Extract:
────

But perhaps some of the harshest rhetoric—and analysis regarding the institution’s proper role in American democracy—has come from the Justices themselves. This was abundantly evident in the latest term. Justice Antonin Scalia begins his King v. Burwell 58 dissent by calling the majority’s opinion “absurd” 59 and “indefensible.” 60 He goes on to dramatically proclaim, “Words no longer have meaning,” 61 and classifies the majority’s decision as “unheard of,” 62 “jiggery-pokery,” 63 “pure applesauce,” 64 and “self-defeating.” 65 Scalia ends his dissent with noticeably ominous language, remarking that the two Affordable Care Act cases, King v. Burwell and NFIB v. Sebelius, 66 “will publish forever the discouraging truth that the Supreme Court of the United States favors some laws over others, and is prepared to do whatever it takes to uphold and assist its favorites.” 67 While these decisions did not necessarily do this, the formal acknowledgement in Scalia’s dissent certainly does so. And although this line did not get as much play in the media as the Justice’s other decadent language, it casts a gloomy shadow over the Court, acknowledging it as an overtly political institution.

The Obergefell decision brought forth more disparaging rhetoric amongst the Justices. In his dissent, Chief Justice John Roberts prominently noted that the decision was “an act of will, not of legal judgment,” 68 and boldly asked of his colleagues, “[j]ust who do we think we are?” 69 In relation to one section of the majority’s decision, Roberts notes, “At least this part of the majority opinion has the virtue of candor. Nobody could rightly accuse the majority of taking a careful approach.” 70 In a separate dissent, Scalia calls the opinion a “threat to American democracy,” 71 and a “naked judicial claim to legislative—indeed, super-legislative—power.” 72 Justice Clarence Thomas is none softer, stating that the decision is a “distortion of our Constitution,” 73 and at odds “with the principles upon which our Nation was built.” 74 Finally, Justice Samuel Alito writes that the decision “is far beyond the outer reaches of this Court’s authority,” 75 claiming that it “usurps the constitutional right of the people,” 76 and will “have a fundamental effect on this Court and its ability to uphold the rule of law.” 77 All of these accusations are undeniably serious and constitutionally significant, especially as regards the proper role of the judiciary in constitutional review and, ultimately, in American democracy.

Well known for being the most sarcastic Justice, 78 such bold vitriol is expected from Scalia. 79 But such sweeping and divisive rhetoric is not accustomed to the other Justices. Given the increasing disparagement of the institution, these attacks will receive more attention than ever. This compromises the Court on two levels. First, the flamboyant attacks Scalia employs in his King dissent, in addition to the many he has employed throughout the years, makes the Court’s work look insignificant or trivial. 80 Moreover, the harshness of the language used in the Obergefell dissents taints the Court’s authentic constitutional discourse, making it appear abundantly and overtly political. This type of internal disparagement will only deepen external ridicule of the institution.

────

Source material:
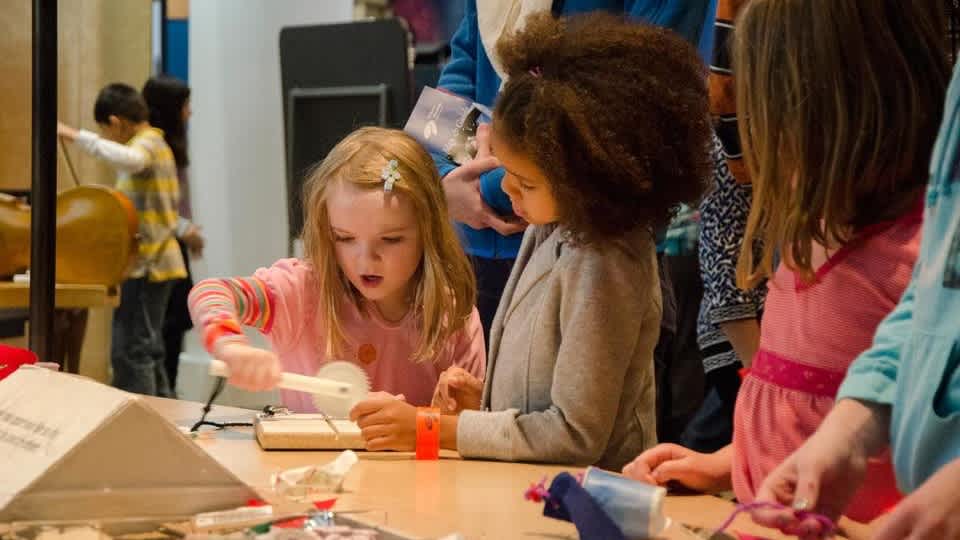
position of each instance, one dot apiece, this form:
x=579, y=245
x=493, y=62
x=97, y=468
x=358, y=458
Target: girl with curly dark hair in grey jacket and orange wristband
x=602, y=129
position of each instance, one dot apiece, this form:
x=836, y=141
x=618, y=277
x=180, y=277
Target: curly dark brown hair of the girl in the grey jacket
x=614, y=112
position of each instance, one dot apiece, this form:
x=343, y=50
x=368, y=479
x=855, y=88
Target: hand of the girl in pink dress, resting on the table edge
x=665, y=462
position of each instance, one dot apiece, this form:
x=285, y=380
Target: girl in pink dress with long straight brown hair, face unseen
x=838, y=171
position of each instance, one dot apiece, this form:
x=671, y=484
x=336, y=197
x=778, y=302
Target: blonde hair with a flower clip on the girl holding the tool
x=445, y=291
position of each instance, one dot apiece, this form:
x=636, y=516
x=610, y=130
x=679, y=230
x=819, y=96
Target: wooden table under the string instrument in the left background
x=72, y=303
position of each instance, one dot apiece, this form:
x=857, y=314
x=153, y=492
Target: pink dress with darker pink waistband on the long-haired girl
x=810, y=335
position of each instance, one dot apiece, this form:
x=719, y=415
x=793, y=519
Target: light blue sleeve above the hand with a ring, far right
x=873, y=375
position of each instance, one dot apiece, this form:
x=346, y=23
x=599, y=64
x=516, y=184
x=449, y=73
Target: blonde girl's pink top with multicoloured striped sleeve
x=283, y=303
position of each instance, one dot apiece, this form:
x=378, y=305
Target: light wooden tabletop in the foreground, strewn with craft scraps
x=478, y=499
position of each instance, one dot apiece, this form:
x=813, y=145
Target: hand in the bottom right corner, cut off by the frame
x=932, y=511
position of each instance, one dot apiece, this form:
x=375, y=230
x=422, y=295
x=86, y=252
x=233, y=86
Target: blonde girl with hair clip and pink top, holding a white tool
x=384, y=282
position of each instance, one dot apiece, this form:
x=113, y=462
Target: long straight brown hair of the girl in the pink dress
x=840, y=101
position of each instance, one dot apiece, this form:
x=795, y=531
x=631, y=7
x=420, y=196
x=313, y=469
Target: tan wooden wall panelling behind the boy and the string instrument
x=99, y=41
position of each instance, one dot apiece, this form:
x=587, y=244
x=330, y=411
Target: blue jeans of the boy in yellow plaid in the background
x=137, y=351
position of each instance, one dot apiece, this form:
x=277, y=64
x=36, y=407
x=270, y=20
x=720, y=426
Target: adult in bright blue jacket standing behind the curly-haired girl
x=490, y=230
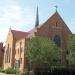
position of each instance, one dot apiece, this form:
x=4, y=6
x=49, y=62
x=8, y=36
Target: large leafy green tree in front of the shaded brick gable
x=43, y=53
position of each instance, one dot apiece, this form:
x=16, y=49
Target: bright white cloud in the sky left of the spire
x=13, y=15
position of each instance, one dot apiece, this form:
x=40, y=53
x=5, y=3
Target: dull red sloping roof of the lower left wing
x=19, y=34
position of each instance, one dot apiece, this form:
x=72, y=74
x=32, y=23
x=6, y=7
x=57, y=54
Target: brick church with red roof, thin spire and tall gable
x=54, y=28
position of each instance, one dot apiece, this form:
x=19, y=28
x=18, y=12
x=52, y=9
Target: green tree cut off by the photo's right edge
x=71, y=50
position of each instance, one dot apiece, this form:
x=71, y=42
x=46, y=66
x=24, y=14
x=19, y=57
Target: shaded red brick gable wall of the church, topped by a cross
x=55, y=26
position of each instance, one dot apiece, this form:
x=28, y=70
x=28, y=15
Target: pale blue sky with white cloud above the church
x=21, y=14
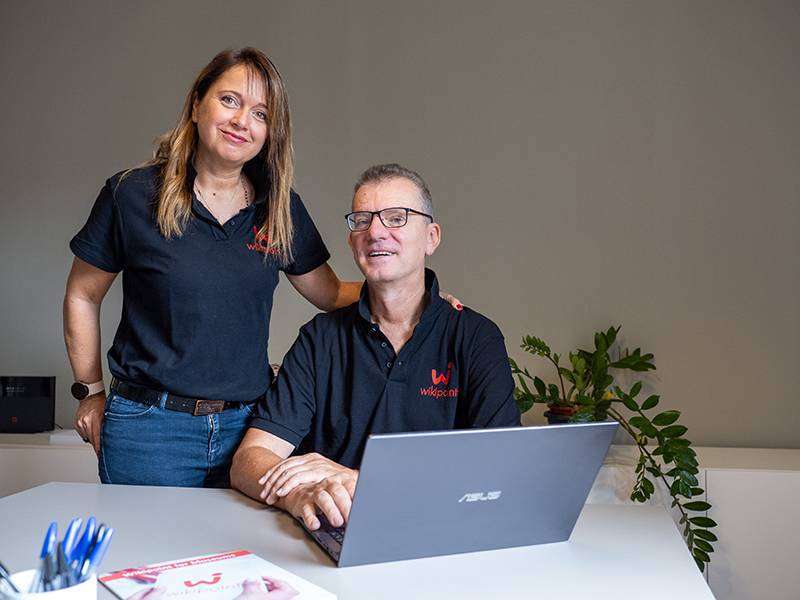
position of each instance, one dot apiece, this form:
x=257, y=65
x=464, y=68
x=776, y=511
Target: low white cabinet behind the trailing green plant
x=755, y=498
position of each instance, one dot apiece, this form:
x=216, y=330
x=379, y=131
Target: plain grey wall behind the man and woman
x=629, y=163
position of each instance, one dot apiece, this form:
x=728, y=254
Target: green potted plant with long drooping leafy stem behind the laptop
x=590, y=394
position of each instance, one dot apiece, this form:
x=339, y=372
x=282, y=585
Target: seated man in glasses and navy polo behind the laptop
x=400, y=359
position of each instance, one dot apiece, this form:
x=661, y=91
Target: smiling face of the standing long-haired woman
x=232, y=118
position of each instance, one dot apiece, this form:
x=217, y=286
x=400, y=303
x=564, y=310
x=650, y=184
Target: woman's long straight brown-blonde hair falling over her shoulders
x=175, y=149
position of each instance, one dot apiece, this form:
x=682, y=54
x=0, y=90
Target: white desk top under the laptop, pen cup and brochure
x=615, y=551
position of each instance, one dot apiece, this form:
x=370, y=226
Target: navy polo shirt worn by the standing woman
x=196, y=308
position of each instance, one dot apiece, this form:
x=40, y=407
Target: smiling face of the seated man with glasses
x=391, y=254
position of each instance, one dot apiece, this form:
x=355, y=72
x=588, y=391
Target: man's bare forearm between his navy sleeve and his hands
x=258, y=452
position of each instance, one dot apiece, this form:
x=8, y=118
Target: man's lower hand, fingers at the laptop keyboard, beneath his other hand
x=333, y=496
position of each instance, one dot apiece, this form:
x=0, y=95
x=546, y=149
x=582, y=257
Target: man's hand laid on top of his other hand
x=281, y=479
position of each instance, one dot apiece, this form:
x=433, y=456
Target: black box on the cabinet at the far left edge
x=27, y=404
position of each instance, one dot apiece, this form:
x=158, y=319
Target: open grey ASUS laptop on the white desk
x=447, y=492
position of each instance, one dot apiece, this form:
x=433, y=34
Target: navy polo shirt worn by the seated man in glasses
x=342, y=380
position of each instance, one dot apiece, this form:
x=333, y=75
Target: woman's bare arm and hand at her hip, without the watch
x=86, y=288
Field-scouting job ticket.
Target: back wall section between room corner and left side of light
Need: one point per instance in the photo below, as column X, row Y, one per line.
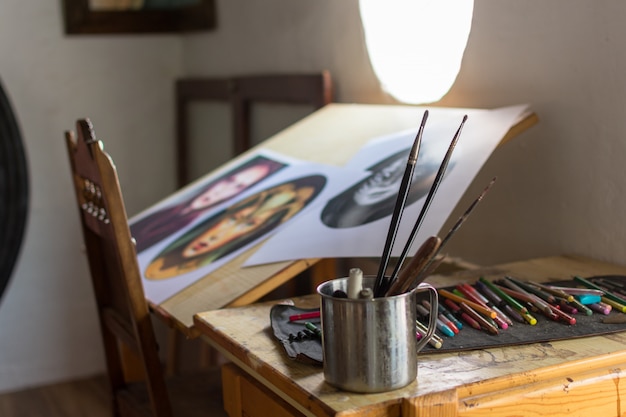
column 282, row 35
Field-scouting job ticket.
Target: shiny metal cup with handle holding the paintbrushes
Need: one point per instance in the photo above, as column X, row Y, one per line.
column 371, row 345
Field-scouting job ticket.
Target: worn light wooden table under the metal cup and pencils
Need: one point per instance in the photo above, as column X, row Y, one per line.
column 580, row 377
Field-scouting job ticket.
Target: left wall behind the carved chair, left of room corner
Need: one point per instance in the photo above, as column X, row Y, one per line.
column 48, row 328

────

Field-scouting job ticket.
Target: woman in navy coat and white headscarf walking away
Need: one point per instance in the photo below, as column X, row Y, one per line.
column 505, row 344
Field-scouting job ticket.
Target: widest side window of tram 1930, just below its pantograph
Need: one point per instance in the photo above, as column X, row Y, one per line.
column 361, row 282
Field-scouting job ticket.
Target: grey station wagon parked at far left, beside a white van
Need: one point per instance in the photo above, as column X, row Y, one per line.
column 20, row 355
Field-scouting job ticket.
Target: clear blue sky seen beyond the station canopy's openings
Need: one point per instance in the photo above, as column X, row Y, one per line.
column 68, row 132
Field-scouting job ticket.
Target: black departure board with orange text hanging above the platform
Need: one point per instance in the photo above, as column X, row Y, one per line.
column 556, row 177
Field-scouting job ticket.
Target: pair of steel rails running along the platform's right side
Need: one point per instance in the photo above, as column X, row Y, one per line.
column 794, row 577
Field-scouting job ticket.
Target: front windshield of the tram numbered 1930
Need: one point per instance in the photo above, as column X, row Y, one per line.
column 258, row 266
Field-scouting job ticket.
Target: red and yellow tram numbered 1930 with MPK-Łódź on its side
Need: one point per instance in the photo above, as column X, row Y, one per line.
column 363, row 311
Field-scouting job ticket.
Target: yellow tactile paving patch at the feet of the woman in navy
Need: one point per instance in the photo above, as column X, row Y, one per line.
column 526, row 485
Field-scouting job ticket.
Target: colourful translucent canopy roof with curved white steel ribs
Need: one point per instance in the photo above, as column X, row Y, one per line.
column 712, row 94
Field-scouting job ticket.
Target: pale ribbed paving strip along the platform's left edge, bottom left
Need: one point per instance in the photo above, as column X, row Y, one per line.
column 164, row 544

────

Goal of the exercise: Transcribe the passage on the Justices' dissents word for word, from "Well known for" up to and including "of the institution.". The records play no part in what follows.

Response to this exercise:
Well known for being the most sarcastic Justice, 78 such bold vitriol is expected from Scalia. 79 But such sweeping and divisive rhetoric is not accustomed to the other Justices. Given the increasing disparagement of the institution, these attacks will receive more attention than ever. This compromises the Court on two levels. First, the flamboyant attacks Scalia employs in his King dissent, in addition to the many he has employed throughout the years, makes the Court’s work look insignificant or trivial. 80 Moreover, the harshness of the language used in the Obergefell dissents taints the Court’s authentic constitutional discourse, making it appear abundantly and overtly political. This type of internal disparagement will only deepen external ridicule of the institution.